Each entry below is to be extracted exactly.

[Stored dataset items]
▼

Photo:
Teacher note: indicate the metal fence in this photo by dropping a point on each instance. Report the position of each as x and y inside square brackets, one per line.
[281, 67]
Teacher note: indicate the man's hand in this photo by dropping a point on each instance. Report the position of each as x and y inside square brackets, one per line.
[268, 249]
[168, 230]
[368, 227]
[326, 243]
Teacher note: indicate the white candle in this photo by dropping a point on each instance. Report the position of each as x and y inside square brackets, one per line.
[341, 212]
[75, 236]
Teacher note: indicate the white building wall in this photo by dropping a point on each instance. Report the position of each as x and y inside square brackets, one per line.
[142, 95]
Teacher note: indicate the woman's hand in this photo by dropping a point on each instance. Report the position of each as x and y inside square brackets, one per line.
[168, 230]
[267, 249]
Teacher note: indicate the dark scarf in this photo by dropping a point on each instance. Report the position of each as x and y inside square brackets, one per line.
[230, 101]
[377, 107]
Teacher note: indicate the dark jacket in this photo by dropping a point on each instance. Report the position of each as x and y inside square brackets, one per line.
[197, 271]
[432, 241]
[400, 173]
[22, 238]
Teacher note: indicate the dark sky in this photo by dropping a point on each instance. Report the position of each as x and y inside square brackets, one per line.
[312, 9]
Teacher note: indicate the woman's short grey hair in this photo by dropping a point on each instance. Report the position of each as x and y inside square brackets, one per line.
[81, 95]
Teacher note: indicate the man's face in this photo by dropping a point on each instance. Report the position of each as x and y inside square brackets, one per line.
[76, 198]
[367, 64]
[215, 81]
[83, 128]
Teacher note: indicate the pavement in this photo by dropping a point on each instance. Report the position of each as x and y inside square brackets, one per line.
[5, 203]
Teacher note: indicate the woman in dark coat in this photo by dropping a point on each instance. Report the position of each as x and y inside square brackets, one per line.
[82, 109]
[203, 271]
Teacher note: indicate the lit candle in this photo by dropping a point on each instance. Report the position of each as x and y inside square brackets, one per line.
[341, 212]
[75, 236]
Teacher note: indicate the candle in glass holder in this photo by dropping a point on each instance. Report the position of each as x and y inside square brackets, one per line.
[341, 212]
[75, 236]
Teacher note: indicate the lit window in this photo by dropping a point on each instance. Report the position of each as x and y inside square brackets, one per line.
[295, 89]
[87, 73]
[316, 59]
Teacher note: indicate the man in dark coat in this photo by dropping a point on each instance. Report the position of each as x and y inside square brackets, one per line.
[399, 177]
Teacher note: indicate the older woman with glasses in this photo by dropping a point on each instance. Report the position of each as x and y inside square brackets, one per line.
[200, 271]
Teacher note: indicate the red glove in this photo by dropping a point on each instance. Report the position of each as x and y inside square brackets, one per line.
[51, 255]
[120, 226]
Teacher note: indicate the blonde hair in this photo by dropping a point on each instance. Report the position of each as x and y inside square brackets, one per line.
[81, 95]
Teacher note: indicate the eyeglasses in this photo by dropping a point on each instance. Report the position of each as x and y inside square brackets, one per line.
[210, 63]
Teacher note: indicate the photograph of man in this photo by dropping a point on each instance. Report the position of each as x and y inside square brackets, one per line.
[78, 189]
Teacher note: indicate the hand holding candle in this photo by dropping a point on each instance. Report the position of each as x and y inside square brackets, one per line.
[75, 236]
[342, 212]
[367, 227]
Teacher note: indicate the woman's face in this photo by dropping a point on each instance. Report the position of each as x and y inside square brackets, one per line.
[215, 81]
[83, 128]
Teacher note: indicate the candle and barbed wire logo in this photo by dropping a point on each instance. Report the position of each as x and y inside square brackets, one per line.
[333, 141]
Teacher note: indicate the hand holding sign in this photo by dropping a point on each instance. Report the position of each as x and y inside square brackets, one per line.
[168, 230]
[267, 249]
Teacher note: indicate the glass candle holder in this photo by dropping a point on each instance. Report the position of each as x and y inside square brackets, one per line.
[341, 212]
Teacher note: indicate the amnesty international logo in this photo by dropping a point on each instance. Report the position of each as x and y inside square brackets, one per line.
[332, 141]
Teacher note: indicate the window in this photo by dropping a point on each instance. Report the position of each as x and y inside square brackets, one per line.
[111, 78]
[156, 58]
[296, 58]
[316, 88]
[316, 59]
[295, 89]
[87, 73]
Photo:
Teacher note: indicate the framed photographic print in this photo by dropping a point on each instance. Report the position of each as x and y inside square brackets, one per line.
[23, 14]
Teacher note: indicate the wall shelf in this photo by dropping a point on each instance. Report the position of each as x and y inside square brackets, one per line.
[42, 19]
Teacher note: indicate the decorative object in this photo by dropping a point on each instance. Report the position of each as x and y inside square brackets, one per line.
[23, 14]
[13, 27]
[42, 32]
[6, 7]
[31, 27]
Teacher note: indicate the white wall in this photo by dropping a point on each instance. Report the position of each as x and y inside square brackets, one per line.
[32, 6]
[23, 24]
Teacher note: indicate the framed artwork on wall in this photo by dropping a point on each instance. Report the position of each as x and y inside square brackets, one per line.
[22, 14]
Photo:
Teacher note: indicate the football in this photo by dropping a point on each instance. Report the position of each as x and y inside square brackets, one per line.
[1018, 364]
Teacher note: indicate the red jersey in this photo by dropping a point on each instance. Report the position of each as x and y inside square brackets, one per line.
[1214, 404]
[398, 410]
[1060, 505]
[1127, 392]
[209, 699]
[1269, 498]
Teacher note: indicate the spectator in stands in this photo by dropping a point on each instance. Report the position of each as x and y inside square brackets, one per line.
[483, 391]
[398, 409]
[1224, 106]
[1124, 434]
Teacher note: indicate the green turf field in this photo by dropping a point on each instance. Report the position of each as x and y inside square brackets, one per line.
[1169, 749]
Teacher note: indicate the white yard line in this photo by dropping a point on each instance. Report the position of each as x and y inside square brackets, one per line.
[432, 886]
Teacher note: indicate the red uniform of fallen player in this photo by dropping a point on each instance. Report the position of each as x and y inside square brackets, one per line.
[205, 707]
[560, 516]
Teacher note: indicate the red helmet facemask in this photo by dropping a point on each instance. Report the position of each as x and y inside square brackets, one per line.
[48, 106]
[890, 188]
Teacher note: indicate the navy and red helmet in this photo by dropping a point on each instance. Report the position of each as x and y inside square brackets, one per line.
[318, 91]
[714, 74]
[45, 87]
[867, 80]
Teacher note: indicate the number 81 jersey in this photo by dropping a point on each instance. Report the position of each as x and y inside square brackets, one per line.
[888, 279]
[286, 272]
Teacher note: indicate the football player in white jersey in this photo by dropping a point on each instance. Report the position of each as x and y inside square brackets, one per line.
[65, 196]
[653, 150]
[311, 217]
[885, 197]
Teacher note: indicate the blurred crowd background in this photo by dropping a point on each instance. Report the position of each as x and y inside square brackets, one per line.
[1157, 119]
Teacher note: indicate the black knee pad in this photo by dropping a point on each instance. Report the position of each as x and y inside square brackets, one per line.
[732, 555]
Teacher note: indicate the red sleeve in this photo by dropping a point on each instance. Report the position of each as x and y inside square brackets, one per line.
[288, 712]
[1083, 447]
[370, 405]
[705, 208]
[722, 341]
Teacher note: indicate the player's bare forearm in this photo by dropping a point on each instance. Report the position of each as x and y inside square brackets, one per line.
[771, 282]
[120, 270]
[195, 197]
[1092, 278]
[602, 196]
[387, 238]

▲

■ **COMPLETE ANSWER**:
Photo:
Teacher note: indicate the metal fence in this photo by dropping a point on each instance. Report the position of each as x and y inside square brackets, one per line.
[281, 67]
Teacher note: indicate the man's hand in this photo by dropping a point on each instance. Report the position of each as x and y inside square brackets, one per line.
[268, 249]
[168, 230]
[368, 227]
[326, 243]
Teacher note: indicate the white candle in this photo by dropping a point on each instance. Report the position of each as x and y inside square brackets, one per line.
[341, 212]
[75, 236]
Teacher note: indicate the white building wall in this photo by dropping a point on each instance. Report the position of each as x and y inside square brackets, one per line.
[142, 95]
Teacher note: indicate the woman's hand in this photo by dropping a point on each instance. Report the position of each as x and y inside square brackets, one per line.
[168, 230]
[267, 249]
Teacher note: indicate the dark scarf in this photo by dropping a point on each instance. Report the position of each as x and y inside square brackets, one per line.
[230, 101]
[377, 107]
Teacher note: indicate the dark jacket in this photo by dropping a point on each instance. Report the position of each as x and y inside square brackets, one per line.
[197, 271]
[432, 241]
[400, 173]
[22, 238]
Teacher note: indicate the dark sky in this photo by dropping a point on each instance. Report the position of each as x and y inside square brackets, one per line.
[312, 9]
Teacher note: indicate the woman's short grey hair in this photo by dropping a point on each instance. Report the position of each as x and y inside square brackets, one per line.
[81, 95]
Teacher note: indicate the man's face in this photo by dropping a point on each instance. Report the position of each as x and y inside square brackets, one per line.
[76, 198]
[367, 64]
[215, 81]
[83, 128]
Teacher note: indicate the pavement in this photo by dropping a point on each instance. Report the position of each as x and y inside square brackets, one per line.
[5, 203]
Teacher note: indicate the woman in dark coat in this photo by dropping a point on each instance. Report the position of each as x and y inside square brackets, one per line.
[82, 109]
[203, 271]
Teacher note: indicate the lit candle in this photo by dropping a point on each instance. Report the position of each as x and y inside square brackets, one per line.
[341, 212]
[75, 236]
Teacher note: indicate the candle in glass holder in this photo by dropping a point on each instance. Report the position of each as x and y inside square brackets, one per line.
[341, 212]
[75, 236]
Teacher note: indicate the lit window in this photo by dropping a point on each instance. Report the position of each as x and y inside square brackets, one per line.
[295, 89]
[87, 73]
[316, 59]
Teacher note: indicate the man in dark coat in this photo by dropping a point on each instance. Report the position of each as x and y inside square brackets, one per line.
[399, 177]
Teacher note: indicate the older woman with glasses in this photo by dropping a point on each instance. Report the position of each as x and y inside square brackets, one per line.
[200, 271]
Teacher note: indicate the red glove in this photo by dropping a point on each instance. Report the position of each as x and y inside square brackets, one per line.
[51, 255]
[120, 226]
Teacher note: indicate the blonde hair in this photo by dropping a point on each instance. Report the position of each as x and y inside square brackets, one per line.
[81, 95]
Teacher note: indicate the eyeglasses in this photo by dropping a point on each instance. Report the position of each as x and y inside square brackets, one per line.
[210, 63]
Teacher note: indicate the photograph of man in this photo by dropping a point on each instance. Report the position of each as x and y inside square brackets, one per line.
[78, 189]
Teacher note: indicate the hand holding candle in this photo by dropping a point on each instance. Report the position of each as x and y inside square brackets, one per line.
[75, 236]
[342, 212]
[367, 227]
Teacher note: indicate the woman's face in this photo by dropping a point on each instance. Report the position of each as x and y inside square brackets, one per line.
[215, 81]
[83, 128]
Teacher note: indicate the candle and barbed wire logo in this photo by dropping a point on each instance. Report the position of each as x and y inside square brackets, one per line.
[333, 141]
Teacher note: indicate the hand holding sign in this photo by dropping a point on each instance. Report the position of each as x and y inside square brackets, one per line.
[168, 230]
[267, 249]
Teacher note: indicate the glass candle holder in this photo by dropping a point on each instance. Report the position of each as x and y inside square brackets, one per line.
[341, 212]
Teacher note: indicate the amnesty international logo in this photo by dropping a point on each instance. Report the position of each as x and y inside square brackets, one per line.
[332, 141]
Teacher note: indicate the window in this photo by dropping a point on each instance. Report the position of each as x and y inside square brackets, one per line.
[111, 78]
[156, 58]
[296, 58]
[316, 88]
[316, 59]
[295, 89]
[87, 73]
Photo:
Teacher note: indicate the framed photographic print in this photo by dropping a point on each instance. Report the position of each as x and y inside square brackets, one per line.
[23, 14]
Teacher note: indicate the wall shelf in this photo by dropping a point on each instance. Report the position of each as x and y inside square brackets, one per line.
[42, 19]
Teacher note: indicate the decorative object in this photo by dropping a point on each instance. Report the position of each as x and y inside square brackets, one per line.
[23, 14]
[13, 27]
[42, 32]
[6, 7]
[31, 27]
Teacher note: indicate the white wall in this photo by dropping a point on each instance. Report the position of each as x and y inside square brackets, one per line.
[32, 6]
[23, 24]
Teacher note: indicate the framed artwork on wall in this photo by dropping a point on each instance. Report the position of each as x and y inside square brackets, one per line.
[22, 14]
Photo:
Teacher note: indicate the football in this photo by dropping a point on each instance. Report the position of each as x and y inside square brackets, one per line.
[1018, 364]
Teacher note: indicate the red jersey in this photo by dropping a point on each instance. Report the position of each as x and y inside square brackets, one per line.
[1214, 404]
[398, 410]
[1060, 505]
[1127, 392]
[209, 699]
[1269, 498]
Teacher note: indicate the spectator in stands in this photo by dropping a point on each instance. Report the position of each as x and y inside square brackets, one per line.
[483, 391]
[398, 409]
[1224, 106]
[1124, 434]
Teacher note: indicate the green turf field in this photo by dropping a point on each instance. Report the position of each as x and y inside square brackets, one per line.
[1169, 749]
Teacher note: indicate the white yard line in this photo by dropping a point on each instance. Report the position of each as x and y inside square brackets, one per line.
[432, 886]
Teacher note: indicate the red uniform of fallen player in this photo by dropping a point on each instance. Report the position of each as x and y inside square brackets, one per line.
[205, 707]
[560, 516]
Teacher note: indicate the red helmet facemask in this photo by dropping a point on each instance. Report the position of each as x and y inside square brackets, one per line.
[48, 106]
[890, 188]
Teacher note: indicate the navy and red helmet in this photo by dropping a point on each instance. Report the position of each as x and y inside square brackets, one per line.
[318, 91]
[714, 74]
[45, 87]
[867, 80]
Teacher note: indicate the number 81 jersey in this photo by dropping a point on each instance. Report the position of each as x and y inside square brackets, one per line.
[888, 279]
[286, 272]
Teacher note: indicate the football player in white jersey in this photo by dropping a point on each instance. Report the position of each as x and y inside square brackets, one per line.
[65, 196]
[653, 150]
[311, 217]
[885, 197]
Teacher note: indicate the blurred crowd background in this photo by dropping a point on each instance. Report the position of each as x and y inside square brackets, one per line.
[1157, 119]
Teacher note: indicate the black knee pad in this photo by dropping a point on each instance. Report the position of each as x and y inside square brackets, one per line.
[732, 555]
Teacher note: indicate the red sleeve in this photo by dropping a point on each instance. Report the position of each as x and y inside square brackets, one per line.
[288, 712]
[1083, 447]
[370, 405]
[705, 208]
[722, 341]
Teacher note: indicate the player's bare forearm in this photo by dropping a point on each instance. Report the position of each as x and y inside square brackets, one per line.
[771, 282]
[120, 270]
[195, 197]
[1092, 278]
[602, 196]
[387, 238]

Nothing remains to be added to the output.